*SET TASKS*.
(1) In the passage about XML, copy out everything from "One of the reasons" up to and including "tools and processes." with "enterprises" renamed to "companies".
(2) According to the passage about XML, what does XML provide that is useful for enterprise-wide document searches?
(3) Resume the passage about XML adoption, starting after its last sentence.

*PAGE EXTRACT*.
=-=-=

One of the reasons for this is that XML
provides rich metadata information, which is useful for enterprise-wide
document searches. In addition, XML’s ease of use and shortened
deployment time provide enterprises with an inexpensive means of
implementing simple, interoperable content management and data
interchange systems. XML’s commitment to standards and open-source
development have lent to its adoption as an across-the-board
tool for simplifying complex information storage and exchange across
platforms.
Also important will be the creation of applications for vertical
industries and the development of more powerful XML tools and processes.

=-=-=

*RECORD SET*.
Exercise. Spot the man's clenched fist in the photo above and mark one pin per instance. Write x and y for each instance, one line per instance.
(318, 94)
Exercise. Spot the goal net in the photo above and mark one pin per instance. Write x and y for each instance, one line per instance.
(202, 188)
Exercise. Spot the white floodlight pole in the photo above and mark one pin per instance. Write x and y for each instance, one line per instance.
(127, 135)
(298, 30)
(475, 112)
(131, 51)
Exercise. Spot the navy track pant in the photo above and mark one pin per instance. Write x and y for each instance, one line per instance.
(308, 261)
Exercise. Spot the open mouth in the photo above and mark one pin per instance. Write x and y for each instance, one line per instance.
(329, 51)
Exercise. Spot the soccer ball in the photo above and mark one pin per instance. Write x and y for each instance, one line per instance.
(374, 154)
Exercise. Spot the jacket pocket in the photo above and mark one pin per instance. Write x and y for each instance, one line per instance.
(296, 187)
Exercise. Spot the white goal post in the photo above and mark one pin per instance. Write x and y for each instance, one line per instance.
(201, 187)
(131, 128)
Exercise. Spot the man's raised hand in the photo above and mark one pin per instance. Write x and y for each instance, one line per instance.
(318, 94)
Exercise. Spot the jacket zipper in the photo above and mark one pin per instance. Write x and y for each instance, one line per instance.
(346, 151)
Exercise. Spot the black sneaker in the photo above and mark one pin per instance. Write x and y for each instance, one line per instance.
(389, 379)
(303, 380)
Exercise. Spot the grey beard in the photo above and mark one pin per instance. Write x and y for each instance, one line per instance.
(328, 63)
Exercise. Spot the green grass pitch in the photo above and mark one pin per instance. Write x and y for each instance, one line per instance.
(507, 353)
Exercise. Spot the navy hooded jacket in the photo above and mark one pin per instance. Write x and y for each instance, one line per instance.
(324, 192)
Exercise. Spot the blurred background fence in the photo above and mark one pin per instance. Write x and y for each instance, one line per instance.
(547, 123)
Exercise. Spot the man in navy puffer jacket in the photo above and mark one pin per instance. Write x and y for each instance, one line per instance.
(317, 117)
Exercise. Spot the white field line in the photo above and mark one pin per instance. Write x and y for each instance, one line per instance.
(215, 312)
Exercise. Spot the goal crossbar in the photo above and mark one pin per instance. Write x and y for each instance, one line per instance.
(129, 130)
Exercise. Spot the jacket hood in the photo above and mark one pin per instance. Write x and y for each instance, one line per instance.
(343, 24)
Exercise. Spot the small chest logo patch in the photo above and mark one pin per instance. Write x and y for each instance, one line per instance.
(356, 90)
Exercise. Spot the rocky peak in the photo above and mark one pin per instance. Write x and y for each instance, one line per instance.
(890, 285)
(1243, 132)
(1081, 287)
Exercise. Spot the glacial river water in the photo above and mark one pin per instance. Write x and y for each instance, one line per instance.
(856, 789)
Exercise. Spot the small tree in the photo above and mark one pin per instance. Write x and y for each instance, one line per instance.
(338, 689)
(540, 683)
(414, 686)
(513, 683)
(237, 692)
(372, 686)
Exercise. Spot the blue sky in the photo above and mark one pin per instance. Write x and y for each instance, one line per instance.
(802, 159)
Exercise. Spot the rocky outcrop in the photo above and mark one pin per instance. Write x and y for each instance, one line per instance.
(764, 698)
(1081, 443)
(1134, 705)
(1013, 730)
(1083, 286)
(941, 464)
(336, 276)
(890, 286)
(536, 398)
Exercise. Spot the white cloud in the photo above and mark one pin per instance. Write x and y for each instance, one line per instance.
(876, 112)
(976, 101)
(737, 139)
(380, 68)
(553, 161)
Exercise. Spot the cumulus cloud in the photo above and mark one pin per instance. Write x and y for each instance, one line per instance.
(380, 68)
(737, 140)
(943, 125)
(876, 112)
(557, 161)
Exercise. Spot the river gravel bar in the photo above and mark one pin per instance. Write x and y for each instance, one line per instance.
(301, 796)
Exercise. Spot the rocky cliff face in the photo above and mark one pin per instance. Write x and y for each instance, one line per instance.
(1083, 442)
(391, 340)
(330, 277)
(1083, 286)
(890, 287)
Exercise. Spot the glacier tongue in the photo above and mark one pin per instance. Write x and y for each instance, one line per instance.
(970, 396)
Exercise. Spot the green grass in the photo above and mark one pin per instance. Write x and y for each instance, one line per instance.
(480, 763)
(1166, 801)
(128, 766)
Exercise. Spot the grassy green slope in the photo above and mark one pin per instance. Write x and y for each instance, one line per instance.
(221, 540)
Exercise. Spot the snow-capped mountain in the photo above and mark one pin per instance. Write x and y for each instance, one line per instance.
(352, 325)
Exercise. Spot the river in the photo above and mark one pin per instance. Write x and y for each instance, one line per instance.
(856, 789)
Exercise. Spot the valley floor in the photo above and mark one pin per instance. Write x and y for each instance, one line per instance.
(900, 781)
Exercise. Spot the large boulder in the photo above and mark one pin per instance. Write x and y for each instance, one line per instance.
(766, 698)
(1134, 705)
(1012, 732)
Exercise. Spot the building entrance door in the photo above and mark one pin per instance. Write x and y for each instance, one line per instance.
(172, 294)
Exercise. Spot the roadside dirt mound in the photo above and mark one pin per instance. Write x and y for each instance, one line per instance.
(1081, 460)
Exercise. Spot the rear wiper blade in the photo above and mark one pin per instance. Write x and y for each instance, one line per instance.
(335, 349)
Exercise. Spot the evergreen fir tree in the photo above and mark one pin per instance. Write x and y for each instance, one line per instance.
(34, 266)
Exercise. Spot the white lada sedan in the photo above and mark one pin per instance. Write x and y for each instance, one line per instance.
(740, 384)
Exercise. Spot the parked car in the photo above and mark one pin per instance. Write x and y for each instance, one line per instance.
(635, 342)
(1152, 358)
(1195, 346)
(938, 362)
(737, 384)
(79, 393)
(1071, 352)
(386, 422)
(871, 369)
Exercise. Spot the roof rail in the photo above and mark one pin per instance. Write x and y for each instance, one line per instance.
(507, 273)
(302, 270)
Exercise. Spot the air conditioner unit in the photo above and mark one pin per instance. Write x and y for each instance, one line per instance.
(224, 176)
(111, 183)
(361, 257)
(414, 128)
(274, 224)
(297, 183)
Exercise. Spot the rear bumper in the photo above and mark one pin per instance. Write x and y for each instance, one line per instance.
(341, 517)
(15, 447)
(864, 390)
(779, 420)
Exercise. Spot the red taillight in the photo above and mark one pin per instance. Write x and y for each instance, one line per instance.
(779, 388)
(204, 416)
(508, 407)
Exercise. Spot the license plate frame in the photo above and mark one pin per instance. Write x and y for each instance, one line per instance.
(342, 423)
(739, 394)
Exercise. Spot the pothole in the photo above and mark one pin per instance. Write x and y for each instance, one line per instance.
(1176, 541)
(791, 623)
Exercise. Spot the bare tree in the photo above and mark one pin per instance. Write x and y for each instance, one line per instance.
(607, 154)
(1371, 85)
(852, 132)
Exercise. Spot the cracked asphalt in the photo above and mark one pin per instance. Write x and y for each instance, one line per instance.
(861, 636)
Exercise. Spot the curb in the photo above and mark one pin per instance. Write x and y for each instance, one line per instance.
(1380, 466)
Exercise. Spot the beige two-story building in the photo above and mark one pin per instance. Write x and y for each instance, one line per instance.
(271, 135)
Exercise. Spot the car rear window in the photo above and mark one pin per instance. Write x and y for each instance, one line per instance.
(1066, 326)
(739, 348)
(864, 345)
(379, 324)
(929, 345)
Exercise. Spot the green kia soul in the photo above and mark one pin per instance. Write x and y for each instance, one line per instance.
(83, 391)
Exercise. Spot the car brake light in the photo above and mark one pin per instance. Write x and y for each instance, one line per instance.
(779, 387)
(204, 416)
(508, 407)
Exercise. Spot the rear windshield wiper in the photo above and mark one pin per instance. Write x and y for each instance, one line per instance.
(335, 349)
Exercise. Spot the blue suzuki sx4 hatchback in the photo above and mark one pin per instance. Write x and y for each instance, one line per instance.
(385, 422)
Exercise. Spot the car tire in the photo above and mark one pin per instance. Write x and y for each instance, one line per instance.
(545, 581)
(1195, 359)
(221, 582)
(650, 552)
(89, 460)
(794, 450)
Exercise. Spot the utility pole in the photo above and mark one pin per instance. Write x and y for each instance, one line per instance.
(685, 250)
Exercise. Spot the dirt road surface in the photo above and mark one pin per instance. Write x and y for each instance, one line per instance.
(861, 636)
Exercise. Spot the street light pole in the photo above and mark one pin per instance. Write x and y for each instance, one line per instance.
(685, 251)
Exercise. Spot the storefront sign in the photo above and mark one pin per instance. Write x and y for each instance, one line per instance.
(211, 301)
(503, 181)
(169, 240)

=-=-=

*THE RESULTS*.
(1)
One of the reasons for this is that XML
provides rich metadata information, which is useful for enterprise-wide
document searches. In addition, XML’s ease of use and shortened
deployment time provide companies with an inexpensive means of
implementing simple, interoperable content management and data
interchange systems. XML’s commitment to standards and open-source
development have lent to its adoption as an across-the-board
tool for simplifying complex information storage and exchange across
platforms.
Also important will be the creation of applications for vertical
industries and the development of more powerful XML tools and processes.

(2) Rich metadata information.

(3)
While many organizations see some value in XML’s power as a data
interchange format that will allow them to communicate more easily with
employees, customers, and partners, more and more see XML at the heart
of a distributed computing network or even as a tool that could re-shape
the way some vertical industries work. The cost of deploying the
technology and the risks involved have scared a number of companies away
from the full promise of XML-based computing, but that fear is being
allayed by increasing mainstream acceptance of XML. Given the
proliferation of "killer apps" that never lived up to expectations, the
skepticism with which organizations and industries approached XML
deployment is neither surprising nor unwarranted. Leading software
developers have also sought to dispel this skepticism through the
creation of industry-specific standards and by releasing tools that
simplify the use of XML.
The problem that supporters of XML are facing is
that of legacy data repositories, legacy networks, and huge HTML bases
of information that companies have created. The expense involved in
migrating all of this information, and infrastructure, is daunting to
many companies. Consultants can make sure that the work is done
correctly, but this only adds to the cost involved. The optimal
solution for this problem lies in the development of products that can
act as interpreters between legacy data and new XML
repositories.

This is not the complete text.